::: Listed records :::

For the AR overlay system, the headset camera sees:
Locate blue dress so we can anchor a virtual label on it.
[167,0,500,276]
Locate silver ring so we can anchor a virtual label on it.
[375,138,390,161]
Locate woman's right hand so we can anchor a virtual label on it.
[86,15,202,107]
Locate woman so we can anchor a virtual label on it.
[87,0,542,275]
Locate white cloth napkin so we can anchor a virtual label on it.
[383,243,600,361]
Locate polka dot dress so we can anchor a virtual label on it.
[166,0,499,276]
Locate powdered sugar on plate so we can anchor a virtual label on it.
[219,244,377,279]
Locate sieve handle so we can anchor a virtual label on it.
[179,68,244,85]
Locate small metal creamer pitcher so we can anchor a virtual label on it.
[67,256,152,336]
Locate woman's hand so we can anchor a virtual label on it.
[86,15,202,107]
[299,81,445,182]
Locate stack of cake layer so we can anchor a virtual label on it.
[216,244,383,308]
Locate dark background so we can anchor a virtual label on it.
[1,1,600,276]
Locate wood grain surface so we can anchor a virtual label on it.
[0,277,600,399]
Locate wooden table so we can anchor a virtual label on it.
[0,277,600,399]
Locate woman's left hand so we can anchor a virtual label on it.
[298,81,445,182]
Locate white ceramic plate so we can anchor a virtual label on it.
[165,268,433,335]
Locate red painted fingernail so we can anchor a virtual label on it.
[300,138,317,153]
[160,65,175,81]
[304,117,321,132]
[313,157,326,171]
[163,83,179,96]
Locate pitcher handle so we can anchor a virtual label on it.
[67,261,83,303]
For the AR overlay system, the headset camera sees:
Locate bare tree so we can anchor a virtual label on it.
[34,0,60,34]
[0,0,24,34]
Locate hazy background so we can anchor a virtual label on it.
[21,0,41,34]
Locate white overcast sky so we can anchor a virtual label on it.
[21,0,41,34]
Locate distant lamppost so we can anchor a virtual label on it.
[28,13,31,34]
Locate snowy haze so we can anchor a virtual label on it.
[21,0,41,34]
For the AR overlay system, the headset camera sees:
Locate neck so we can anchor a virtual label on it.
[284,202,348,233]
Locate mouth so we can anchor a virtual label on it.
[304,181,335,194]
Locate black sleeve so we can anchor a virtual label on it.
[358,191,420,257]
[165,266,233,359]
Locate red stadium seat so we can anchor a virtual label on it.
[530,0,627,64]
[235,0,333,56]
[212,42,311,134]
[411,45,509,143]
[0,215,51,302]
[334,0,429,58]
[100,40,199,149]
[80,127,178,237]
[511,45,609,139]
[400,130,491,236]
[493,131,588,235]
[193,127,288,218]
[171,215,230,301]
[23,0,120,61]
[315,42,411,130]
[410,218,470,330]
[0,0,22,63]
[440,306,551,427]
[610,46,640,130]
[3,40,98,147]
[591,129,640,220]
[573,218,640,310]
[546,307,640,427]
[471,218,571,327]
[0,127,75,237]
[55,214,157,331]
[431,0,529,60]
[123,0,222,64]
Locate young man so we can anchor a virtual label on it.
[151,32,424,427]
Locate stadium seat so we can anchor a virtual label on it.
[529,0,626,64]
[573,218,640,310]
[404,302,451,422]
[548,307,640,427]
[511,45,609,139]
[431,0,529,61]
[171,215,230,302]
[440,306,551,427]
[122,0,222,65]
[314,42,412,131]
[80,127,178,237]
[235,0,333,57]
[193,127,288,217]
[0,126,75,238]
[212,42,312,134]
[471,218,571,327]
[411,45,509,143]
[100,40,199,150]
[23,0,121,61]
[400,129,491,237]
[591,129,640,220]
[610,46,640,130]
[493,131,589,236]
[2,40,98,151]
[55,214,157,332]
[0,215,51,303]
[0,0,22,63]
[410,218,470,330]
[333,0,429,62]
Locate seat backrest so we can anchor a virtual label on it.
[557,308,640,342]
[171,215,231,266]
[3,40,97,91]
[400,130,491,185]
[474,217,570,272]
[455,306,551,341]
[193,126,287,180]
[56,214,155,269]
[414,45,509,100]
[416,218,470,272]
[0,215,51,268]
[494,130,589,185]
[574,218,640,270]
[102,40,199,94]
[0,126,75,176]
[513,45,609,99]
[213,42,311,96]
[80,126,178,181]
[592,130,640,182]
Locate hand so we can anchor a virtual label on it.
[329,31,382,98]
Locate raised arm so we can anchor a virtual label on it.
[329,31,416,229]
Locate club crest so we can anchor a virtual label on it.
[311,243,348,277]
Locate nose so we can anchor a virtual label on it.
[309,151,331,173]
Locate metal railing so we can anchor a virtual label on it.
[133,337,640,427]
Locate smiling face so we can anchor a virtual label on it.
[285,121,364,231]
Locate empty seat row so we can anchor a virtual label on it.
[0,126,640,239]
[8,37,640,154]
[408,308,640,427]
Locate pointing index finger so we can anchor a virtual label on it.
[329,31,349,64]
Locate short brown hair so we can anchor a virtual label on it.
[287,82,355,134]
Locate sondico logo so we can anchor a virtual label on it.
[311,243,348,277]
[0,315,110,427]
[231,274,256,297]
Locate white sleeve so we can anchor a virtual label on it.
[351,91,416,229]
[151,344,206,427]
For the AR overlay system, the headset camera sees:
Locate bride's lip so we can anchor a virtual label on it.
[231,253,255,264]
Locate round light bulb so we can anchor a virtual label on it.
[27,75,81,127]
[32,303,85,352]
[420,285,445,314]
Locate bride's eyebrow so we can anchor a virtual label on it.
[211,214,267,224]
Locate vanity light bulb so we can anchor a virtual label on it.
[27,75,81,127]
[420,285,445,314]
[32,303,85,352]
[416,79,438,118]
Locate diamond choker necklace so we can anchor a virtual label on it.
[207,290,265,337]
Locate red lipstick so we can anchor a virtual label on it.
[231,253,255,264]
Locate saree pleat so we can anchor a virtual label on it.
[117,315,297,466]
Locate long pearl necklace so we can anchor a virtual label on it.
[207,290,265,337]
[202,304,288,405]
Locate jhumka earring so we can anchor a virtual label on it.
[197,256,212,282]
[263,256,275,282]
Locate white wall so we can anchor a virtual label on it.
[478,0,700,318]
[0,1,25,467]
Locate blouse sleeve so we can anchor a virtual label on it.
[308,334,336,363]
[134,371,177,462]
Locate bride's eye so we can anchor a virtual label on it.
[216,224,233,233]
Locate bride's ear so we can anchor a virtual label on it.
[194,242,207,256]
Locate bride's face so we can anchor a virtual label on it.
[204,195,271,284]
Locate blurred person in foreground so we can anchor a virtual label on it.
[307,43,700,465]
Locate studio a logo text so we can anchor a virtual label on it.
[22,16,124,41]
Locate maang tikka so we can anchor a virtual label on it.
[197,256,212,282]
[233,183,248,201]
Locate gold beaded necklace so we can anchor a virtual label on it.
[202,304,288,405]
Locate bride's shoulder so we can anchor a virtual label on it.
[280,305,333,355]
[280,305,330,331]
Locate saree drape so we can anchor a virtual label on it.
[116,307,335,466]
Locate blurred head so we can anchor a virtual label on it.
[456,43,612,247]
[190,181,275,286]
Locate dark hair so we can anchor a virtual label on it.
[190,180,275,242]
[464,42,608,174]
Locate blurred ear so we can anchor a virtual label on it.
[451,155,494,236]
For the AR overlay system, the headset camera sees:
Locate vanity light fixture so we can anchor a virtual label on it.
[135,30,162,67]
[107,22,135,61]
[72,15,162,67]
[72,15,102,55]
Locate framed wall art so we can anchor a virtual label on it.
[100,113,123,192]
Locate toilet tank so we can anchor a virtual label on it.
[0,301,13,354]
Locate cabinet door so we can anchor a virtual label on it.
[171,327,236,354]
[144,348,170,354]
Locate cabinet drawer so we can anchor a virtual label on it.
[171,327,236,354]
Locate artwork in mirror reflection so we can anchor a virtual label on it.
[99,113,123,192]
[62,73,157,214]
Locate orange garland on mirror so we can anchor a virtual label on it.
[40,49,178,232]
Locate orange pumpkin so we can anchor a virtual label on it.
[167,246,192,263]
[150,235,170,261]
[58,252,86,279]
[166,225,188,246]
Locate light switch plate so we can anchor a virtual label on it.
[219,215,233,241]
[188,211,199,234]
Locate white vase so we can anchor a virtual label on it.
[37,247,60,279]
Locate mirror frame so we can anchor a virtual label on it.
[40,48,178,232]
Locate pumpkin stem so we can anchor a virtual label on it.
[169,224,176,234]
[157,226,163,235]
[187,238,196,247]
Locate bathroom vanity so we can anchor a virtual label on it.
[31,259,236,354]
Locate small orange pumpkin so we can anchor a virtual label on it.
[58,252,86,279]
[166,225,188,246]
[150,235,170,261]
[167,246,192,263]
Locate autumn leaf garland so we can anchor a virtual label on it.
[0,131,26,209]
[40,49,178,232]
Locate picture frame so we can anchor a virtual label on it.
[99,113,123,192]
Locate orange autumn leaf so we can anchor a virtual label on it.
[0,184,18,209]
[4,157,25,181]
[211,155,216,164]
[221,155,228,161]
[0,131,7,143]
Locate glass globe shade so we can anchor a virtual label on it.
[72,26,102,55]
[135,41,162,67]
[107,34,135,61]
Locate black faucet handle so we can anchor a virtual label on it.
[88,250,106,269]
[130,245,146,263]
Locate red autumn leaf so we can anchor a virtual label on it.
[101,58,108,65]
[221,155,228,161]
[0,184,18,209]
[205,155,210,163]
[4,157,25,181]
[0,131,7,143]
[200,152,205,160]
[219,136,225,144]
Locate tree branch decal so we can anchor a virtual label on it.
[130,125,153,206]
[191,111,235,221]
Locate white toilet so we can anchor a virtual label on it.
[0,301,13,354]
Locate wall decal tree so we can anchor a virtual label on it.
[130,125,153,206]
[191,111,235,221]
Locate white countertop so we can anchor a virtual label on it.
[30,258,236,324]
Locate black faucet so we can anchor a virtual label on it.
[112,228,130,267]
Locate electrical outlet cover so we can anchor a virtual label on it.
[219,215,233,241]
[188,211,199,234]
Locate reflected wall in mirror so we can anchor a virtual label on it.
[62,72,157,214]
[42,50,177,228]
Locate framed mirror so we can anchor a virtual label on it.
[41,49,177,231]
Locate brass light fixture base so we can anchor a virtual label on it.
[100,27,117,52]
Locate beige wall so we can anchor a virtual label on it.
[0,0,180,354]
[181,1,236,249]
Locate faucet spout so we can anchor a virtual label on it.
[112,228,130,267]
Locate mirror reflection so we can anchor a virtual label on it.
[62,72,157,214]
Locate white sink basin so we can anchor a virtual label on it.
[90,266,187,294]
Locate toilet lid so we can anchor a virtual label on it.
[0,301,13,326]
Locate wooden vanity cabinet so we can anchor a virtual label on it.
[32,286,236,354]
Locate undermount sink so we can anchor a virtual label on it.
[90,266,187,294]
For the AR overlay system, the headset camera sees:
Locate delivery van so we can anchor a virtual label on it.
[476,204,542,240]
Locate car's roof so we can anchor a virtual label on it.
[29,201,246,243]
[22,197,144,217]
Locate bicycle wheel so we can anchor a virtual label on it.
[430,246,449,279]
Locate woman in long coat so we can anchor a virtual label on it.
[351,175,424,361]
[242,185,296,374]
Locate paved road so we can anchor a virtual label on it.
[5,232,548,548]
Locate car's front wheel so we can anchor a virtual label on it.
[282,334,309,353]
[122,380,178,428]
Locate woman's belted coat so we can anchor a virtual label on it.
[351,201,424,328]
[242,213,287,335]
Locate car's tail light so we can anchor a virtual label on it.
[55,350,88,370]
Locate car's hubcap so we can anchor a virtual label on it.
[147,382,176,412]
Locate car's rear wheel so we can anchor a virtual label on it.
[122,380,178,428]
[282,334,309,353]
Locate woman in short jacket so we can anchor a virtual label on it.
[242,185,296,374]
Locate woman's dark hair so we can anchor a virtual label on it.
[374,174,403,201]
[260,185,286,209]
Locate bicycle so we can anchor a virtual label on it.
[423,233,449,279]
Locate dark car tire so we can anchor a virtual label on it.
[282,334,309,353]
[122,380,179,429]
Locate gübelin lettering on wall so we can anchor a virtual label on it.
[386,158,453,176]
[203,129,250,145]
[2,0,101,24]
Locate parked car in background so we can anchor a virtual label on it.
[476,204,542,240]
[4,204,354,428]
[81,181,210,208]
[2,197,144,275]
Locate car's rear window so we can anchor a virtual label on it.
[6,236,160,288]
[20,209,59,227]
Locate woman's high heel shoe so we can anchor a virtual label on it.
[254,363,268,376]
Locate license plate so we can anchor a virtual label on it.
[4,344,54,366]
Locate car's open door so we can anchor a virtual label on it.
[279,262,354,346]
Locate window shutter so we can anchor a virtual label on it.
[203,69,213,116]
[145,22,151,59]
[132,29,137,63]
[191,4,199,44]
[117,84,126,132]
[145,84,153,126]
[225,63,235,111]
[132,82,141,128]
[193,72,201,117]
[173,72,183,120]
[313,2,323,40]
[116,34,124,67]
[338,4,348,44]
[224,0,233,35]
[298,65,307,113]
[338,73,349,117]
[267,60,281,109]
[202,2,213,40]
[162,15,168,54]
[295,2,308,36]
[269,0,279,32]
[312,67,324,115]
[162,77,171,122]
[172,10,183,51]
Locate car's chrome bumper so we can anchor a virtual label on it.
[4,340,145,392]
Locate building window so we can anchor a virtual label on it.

:::

Given task => Repeat exactly, and only, the lines from the line containing "Locate bicycle wheel" through the last line of the records above, both included.

Worked answer =>
Locate bicycle wheel so we can anchor a virtual label on it.
[430,246,449,279]
Locate woman in long coat so we can anchor a virtual label on it.
[351,175,424,361]
[242,185,296,374]
Locate paved road so we can anchor a virtual label on it.
[5,232,548,548]
Locate car's front wheel so we can anchor a virtual label on it.
[282,334,309,353]
[122,380,178,428]
Locate woman's belted coat so we can anchor a virtual label on it.
[351,201,424,328]
[242,213,287,335]
Locate car's tail light so we can anchor a virtual label on it.
[55,350,88,370]
Locate car's hubcap so we can anchor a virtual label on it.
[147,382,176,412]
Locate car's rear wheel so we can anchor a virtual label on it.
[122,380,178,428]
[282,334,309,353]
Locate woman in short jacket so we can anchor a virtual label on it.
[242,185,296,374]
Locate woman's dark hair so we can anchor a virtual label on it.
[374,174,403,201]
[260,185,286,209]
Locate bicycle so we can anchor a virtual label on it.
[423,233,449,279]
Locate dark car tire so we can anchor a virtual label on it.
[282,334,309,353]
[122,380,179,429]
Locate gübelin lettering on wall so we can anchor a virtual label on it.
[386,158,453,176]
[203,129,250,145]
[2,0,101,24]
Locate parked car in background so we can anchor a virtual label on it.
[476,204,542,240]
[4,204,354,428]
[81,181,210,208]
[2,197,144,275]
Locate car's rear window so we can anchor a virtual label on it.
[6,236,160,288]
[20,209,59,227]
Locate woman's high heel shoe so we can anchor a virtual label on it.
[254,363,268,376]
Locate license plate so we can anchor a virtual label on it.
[4,344,54,366]
Locate car's open door so we can anchor a virtual label on it.
[279,262,354,346]
Locate window shutter so we can anchor a virtual label on it.
[203,69,213,116]
[145,22,151,59]
[132,29,137,63]
[191,4,199,44]
[117,84,126,132]
[145,84,153,126]
[225,63,235,111]
[132,82,141,128]
[193,72,201,117]
[173,72,183,120]
[313,2,323,40]
[116,34,124,67]
[338,4,348,44]
[224,0,233,35]
[298,65,307,113]
[338,73,349,117]
[267,60,281,109]
[202,2,213,40]
[162,15,168,54]
[295,2,308,36]
[269,0,279,32]
[312,67,324,115]
[162,77,171,122]
[172,10,183,51]
Locate car's chrome bumper so we can anchor a virtual label on it.
[4,340,145,392]
Locate building window so we can anchor a virtual label on it.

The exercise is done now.